GIVEN EXERCISE A:
Repeat the passage of the text about al Qaeda starting with "Fighting an ideological" and going on through "our childhood fantasies?", and switch "President Bush" to "the president".
GIVEN EXERCISE B:
From the text about al Qaeda, list every word that comes right after "magical", "magic" or "unmagical".

TEXT EXCERPT:
This element of magical thinking does not make al Qaeda any less dangerous, however. For it is likely that in al Qaeda’s collective fantasy there may exist the notion of an ultimate terror act, a magic bullet capable of bringing down the United States at a single stroke — and, paradoxically, nothing comes closer to fulfilling this magical role than the detonation of a very unmagical nuclear device. That this would not destroy our society in one fell swoop is obvious to us; but it is not to our enemies, in whose eyes an act of this nature assumes a fantasy significance in addition to its sufficiently terrifying reality — the fantasy significance of providing al Qaeda with a vision of ultimate and decisive victory over the West.
Fighting an ideological epidemic
n the initial aftermath of 9-11, President Bush continually spoke of al Qaeda not as terrorists, but as “evildoers” — a term for which he was widely derided by those who found it offensively simple-minded and childish. Evildoers, after all, are characters out of fairy tales, not real life. Who really sets out for the deliberate purpose of doing evil, except the wicked dwarves and trolls of our childhood fantasies?

PROVIDED DATA:

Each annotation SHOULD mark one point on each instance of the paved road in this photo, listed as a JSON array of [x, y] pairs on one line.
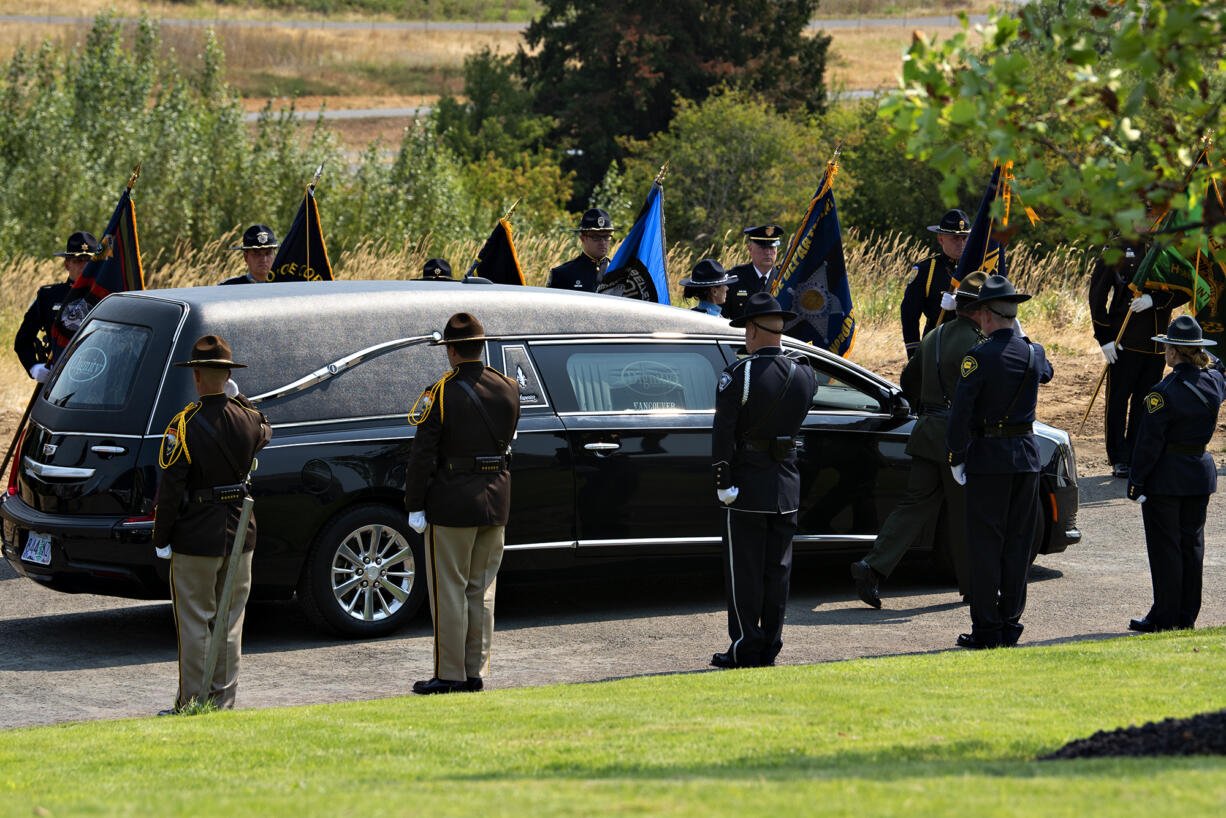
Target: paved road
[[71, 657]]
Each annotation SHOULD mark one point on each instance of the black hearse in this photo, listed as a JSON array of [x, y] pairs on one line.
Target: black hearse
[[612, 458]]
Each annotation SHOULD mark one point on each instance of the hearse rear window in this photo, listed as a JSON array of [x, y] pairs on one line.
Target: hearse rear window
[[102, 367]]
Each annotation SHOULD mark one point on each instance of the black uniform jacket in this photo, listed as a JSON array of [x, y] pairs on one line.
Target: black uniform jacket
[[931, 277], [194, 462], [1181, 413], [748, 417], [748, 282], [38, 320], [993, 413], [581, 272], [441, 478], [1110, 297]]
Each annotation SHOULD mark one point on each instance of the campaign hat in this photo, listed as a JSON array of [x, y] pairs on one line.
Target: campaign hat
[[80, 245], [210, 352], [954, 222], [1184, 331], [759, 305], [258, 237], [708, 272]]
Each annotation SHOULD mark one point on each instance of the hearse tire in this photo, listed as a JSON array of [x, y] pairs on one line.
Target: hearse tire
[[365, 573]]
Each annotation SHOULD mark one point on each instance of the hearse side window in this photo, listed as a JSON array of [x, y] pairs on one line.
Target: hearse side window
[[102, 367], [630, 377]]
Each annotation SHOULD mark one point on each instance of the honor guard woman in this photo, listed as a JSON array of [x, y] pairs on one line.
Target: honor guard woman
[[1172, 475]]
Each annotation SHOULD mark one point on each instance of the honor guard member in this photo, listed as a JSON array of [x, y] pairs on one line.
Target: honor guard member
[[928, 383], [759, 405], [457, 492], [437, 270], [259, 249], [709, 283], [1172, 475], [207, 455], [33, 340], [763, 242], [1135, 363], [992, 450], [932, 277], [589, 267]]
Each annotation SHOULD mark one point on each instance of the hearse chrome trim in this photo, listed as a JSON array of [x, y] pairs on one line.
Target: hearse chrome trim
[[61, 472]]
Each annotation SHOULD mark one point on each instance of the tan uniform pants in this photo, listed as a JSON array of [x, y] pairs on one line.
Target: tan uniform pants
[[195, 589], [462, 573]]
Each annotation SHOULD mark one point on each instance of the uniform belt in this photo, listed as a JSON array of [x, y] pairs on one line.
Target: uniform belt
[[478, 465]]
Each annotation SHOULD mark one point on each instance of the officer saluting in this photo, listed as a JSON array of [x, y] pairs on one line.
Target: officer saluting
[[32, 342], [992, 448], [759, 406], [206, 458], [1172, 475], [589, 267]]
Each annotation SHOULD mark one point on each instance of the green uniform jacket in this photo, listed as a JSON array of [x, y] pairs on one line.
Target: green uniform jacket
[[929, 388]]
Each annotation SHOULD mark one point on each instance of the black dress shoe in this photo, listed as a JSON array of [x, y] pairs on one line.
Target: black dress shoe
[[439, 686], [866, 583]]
==
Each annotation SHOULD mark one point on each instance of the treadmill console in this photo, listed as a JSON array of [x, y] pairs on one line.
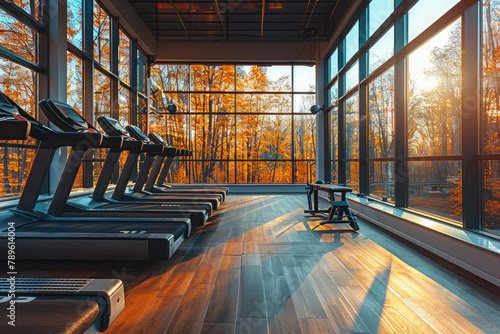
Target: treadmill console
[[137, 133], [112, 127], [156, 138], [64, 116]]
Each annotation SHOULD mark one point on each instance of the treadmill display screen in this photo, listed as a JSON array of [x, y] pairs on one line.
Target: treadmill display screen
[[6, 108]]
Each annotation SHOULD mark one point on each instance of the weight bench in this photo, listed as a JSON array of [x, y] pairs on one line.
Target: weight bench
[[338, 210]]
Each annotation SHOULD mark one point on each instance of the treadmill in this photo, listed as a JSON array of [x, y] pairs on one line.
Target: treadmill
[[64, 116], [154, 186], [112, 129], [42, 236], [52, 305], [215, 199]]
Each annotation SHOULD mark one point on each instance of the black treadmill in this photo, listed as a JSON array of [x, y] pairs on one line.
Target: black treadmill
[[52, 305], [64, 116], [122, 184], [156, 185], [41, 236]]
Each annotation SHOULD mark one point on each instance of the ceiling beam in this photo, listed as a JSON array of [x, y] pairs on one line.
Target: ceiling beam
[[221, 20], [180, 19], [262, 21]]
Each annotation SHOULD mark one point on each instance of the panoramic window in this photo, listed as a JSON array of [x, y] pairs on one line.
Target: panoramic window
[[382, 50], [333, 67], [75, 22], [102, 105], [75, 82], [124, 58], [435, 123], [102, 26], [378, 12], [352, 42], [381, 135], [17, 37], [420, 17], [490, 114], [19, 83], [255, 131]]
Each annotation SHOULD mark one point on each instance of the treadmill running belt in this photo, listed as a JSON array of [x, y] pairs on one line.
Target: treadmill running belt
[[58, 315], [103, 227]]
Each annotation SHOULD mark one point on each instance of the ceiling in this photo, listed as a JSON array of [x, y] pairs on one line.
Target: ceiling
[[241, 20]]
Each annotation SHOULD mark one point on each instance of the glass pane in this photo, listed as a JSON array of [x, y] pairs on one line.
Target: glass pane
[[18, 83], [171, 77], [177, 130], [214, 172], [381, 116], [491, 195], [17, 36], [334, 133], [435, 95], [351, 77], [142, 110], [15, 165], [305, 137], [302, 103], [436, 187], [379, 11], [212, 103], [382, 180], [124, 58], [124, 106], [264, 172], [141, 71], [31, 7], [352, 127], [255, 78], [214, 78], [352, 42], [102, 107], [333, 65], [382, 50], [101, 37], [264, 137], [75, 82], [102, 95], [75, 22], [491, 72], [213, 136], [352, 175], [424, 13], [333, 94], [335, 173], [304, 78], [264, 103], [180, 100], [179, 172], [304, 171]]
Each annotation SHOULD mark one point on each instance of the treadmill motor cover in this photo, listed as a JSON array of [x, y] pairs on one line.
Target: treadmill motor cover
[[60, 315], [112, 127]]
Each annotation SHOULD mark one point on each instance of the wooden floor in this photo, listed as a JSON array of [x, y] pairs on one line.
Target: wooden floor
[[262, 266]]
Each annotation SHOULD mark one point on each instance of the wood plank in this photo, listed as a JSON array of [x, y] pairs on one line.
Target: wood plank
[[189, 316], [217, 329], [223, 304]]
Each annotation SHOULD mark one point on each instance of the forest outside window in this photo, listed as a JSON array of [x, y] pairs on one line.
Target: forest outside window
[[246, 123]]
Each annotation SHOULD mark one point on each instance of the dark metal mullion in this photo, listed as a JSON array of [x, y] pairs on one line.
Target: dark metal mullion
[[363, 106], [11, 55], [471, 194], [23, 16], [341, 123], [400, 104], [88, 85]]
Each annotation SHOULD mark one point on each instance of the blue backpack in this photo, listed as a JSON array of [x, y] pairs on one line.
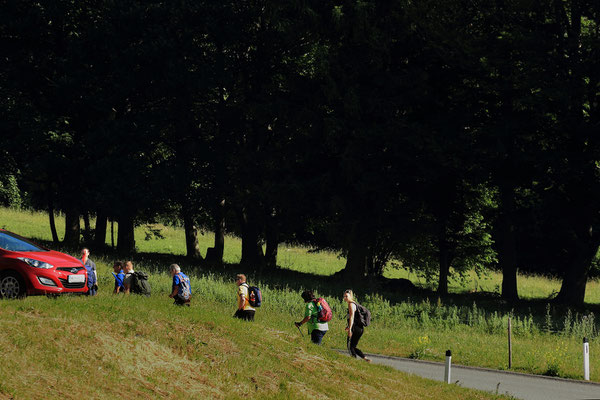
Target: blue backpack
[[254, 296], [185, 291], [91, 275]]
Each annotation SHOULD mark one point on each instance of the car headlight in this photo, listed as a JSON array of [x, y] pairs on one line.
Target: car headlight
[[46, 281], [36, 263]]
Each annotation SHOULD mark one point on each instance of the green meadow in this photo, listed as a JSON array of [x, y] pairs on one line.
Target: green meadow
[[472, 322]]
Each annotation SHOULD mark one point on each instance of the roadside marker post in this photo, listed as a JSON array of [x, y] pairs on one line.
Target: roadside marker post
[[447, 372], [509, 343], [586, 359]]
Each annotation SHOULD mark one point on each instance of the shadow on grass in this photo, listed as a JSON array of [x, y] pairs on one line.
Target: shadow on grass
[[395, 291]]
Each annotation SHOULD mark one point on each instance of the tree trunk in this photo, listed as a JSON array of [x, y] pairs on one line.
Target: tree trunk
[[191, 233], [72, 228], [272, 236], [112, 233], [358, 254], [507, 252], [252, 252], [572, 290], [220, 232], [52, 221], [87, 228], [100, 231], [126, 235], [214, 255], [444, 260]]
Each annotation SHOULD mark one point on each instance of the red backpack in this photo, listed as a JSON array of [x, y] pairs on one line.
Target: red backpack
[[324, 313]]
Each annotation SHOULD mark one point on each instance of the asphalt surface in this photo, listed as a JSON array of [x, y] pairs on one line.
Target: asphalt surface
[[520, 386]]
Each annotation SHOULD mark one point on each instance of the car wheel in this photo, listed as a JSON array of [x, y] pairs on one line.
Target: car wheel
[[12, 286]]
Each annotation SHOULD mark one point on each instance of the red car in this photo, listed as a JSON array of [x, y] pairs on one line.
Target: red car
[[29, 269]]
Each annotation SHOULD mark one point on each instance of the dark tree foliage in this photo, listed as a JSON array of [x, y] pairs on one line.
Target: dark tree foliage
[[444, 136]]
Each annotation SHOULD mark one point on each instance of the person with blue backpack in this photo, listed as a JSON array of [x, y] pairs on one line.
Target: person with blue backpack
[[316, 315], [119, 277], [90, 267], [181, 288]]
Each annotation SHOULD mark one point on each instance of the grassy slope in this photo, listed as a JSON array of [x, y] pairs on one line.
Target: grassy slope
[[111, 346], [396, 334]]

COMPLETE ANSWER A:
Fighting an ideological epidemic
n the initial aftermath of 9-11, the president continually spoke of al Qaeda not as terrorists, but as “evildoers” — a term for which he was widely derided by those who found it offensively simple-minded and childish. Evildoers, after all, are characters out of fairy tales, not real life. Who really sets out for the deliberate purpose of doing evil, except the wicked dwarves and trolls of our childhood fantasies?

COMPLETE ANSWER B:
thinking
bullet
role
nuclear